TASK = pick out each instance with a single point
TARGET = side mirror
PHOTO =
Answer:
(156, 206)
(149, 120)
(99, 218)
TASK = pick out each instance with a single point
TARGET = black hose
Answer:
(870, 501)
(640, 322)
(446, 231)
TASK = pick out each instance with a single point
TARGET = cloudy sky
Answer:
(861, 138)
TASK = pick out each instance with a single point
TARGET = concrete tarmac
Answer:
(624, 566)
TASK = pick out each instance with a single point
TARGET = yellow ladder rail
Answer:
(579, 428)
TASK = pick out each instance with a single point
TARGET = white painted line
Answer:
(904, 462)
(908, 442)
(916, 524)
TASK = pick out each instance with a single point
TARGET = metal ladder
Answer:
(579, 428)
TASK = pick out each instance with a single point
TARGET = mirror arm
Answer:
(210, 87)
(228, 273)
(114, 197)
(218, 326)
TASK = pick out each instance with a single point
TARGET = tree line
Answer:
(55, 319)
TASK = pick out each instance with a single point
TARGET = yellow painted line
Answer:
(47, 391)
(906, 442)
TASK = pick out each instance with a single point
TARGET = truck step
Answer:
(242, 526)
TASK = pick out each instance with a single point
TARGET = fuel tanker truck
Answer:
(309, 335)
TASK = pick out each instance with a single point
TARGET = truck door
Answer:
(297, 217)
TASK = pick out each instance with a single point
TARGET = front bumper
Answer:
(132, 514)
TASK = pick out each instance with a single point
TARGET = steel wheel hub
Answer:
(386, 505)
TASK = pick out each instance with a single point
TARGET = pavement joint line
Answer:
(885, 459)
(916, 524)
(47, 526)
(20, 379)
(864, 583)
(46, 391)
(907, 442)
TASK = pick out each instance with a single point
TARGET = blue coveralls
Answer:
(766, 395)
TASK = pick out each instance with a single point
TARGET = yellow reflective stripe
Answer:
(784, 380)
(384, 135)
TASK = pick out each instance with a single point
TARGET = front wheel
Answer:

━━━━

- _Work item_
Would you reproduce the full listing without changing a single word?

- _Written answer_
TASK = pick out each instance with a single point
TARGET = side mirror
PHOTO =
Answer:
(156, 206)
(149, 120)
(99, 218)
TASK = pick out each instance with a single point
TARGET = black hose
Answer:
(870, 501)
(640, 322)
(446, 231)
TASK = pick out each instance with a single point
TARGET = cloudy sky
Answer:
(861, 138)
TASK = pick out each instance with a single point
TARGET = concrete tarmac
Answer:
(624, 566)
TASK = pick out each instance with a single point
TARGET = yellow ladder rail
Answer:
(579, 428)
TASK = pick out each instance with a single point
TARGET = white painted line
Answer:
(904, 462)
(908, 442)
(916, 524)
TASK = pick out each instance with a single point
TARGET = metal ladder
Answer:
(579, 428)
TASK = pick out each instance with a single point
TARGET = mirror arm
Answer:
(210, 87)
(228, 273)
(114, 197)
(218, 326)
TASK = pick out each instance with a single point
TARGET = tree line
Answer:
(55, 319)
TASK = pick out each instance with a single point
TARGET = yellow painted line
Answer:
(47, 391)
(906, 442)
TASK = pick out each instance with a single point
TARGET = truck step
Answer:
(242, 526)
TASK = pick out each instance with a single point
TARGET = fuel tanker truck
Answer:
(309, 335)
TASK = pick out each instance with a single point
TARGET = truck door
Answer:
(297, 217)
TASK = pick out each instance with a single point
TARGET = front bumper
Answer:
(132, 514)
TASK = pick out each instance with a single point
TARGET = steel wheel hub
Answer:
(386, 505)
TASK = pick out each instance with a single point
TARGET = pavement joint line
Answer:
(885, 459)
(916, 524)
(47, 526)
(20, 379)
(864, 583)
(46, 391)
(907, 442)
TASK = pick out each instance with a single point
TARGET = blue coveralls
Answer:
(766, 395)
TASK = pick out each instance with a single point
TARGET = yellow reflective stripe
Answer:
(784, 380)
(384, 135)
TASK = pick out each instance with a single point
TARGET = front wheel
Answer:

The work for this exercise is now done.